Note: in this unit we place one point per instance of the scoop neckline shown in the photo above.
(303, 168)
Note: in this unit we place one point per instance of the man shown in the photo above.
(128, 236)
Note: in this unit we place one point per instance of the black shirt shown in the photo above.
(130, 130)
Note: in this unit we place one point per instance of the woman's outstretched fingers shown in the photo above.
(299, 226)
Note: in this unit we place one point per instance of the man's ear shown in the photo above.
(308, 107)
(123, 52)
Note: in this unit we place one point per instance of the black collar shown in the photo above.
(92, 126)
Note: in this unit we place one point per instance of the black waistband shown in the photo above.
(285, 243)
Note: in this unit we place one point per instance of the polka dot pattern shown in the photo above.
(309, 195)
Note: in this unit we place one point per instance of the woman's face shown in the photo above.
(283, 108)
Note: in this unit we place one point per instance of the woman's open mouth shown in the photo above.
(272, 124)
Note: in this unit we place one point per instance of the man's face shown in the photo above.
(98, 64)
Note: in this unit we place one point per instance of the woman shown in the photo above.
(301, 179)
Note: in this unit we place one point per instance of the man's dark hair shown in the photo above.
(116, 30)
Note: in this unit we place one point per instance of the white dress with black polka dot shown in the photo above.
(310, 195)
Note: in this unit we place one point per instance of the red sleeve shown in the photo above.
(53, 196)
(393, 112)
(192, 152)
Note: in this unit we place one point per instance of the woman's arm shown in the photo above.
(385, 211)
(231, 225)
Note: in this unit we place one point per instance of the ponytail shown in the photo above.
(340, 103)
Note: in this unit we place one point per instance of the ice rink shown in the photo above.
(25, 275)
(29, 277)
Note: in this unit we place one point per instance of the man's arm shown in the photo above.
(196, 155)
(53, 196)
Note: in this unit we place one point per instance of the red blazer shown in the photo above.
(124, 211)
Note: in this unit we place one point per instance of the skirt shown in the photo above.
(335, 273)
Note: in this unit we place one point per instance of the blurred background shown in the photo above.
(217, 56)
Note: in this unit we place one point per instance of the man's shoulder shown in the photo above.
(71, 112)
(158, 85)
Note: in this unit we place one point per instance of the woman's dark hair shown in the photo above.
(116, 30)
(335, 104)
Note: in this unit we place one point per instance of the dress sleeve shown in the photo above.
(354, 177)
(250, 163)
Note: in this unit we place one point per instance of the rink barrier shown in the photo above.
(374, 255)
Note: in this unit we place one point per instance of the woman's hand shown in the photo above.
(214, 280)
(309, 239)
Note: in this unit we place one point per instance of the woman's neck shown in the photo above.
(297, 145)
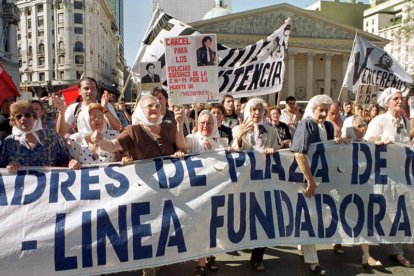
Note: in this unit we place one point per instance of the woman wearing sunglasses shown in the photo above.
(149, 138)
(30, 144)
(80, 145)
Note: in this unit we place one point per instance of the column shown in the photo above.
(344, 91)
(309, 75)
(328, 68)
(291, 74)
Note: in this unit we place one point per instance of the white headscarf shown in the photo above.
(252, 103)
(386, 95)
(20, 135)
(215, 133)
(84, 122)
(138, 116)
(314, 103)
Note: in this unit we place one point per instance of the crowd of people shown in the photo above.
(95, 132)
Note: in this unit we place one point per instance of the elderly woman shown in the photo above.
(388, 128)
(207, 136)
(281, 128)
(81, 146)
(356, 133)
(30, 144)
(150, 137)
(252, 134)
(312, 129)
(205, 139)
(40, 112)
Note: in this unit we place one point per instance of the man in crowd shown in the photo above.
(290, 115)
(68, 117)
(5, 127)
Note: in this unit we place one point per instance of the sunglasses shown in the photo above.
(151, 106)
(27, 115)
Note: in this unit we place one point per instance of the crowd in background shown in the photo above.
(101, 129)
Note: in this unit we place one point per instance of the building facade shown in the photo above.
(9, 57)
(319, 48)
(60, 41)
(189, 10)
(394, 20)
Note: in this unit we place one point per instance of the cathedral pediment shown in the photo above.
(262, 22)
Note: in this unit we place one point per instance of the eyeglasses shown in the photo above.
(95, 117)
(155, 105)
(27, 115)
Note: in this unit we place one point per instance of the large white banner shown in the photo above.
(257, 69)
(371, 65)
(114, 218)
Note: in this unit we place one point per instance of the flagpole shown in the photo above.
(125, 86)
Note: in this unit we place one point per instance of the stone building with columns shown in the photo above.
(319, 48)
(59, 41)
(9, 58)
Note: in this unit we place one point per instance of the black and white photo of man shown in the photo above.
(205, 55)
(150, 77)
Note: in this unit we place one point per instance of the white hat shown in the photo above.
(386, 95)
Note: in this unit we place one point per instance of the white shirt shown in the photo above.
(384, 126)
(287, 119)
(347, 123)
(197, 143)
(70, 112)
(80, 151)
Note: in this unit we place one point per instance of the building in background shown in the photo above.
(190, 10)
(9, 57)
(319, 47)
(60, 41)
(117, 7)
(349, 12)
(394, 20)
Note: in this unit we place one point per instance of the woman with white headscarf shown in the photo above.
(150, 137)
(252, 134)
(30, 144)
(207, 136)
(313, 128)
(81, 146)
(387, 128)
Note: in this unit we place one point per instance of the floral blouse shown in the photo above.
(53, 152)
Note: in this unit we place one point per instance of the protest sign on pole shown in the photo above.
(192, 72)
(371, 65)
(257, 69)
(367, 94)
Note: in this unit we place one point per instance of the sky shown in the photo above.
(137, 14)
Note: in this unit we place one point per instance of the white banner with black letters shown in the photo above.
(161, 211)
(371, 65)
(255, 70)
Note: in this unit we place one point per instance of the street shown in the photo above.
(285, 260)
# # # # # # #
▶ **PROBLEM TO SOLVE**: Reproduce the stretch of the listing above from the line containing "on pole shown in the photo above." through the end of the listing, both ends included.

▶ **EXERCISE RESULT**:
Note: in this unit we place one point per instance of the protest sign on pole shown in the photo above.
(192, 72)
(371, 65)
(257, 69)
(367, 94)
Note: in this unit we place one point per instance of the sky shown in the photo above.
(137, 14)
Note: in this unit we place one point per instance of the white banner with black letters shown in the photo above.
(161, 211)
(371, 65)
(255, 70)
Note: in this unit we place one point per instance of the street shown in the photo above.
(285, 260)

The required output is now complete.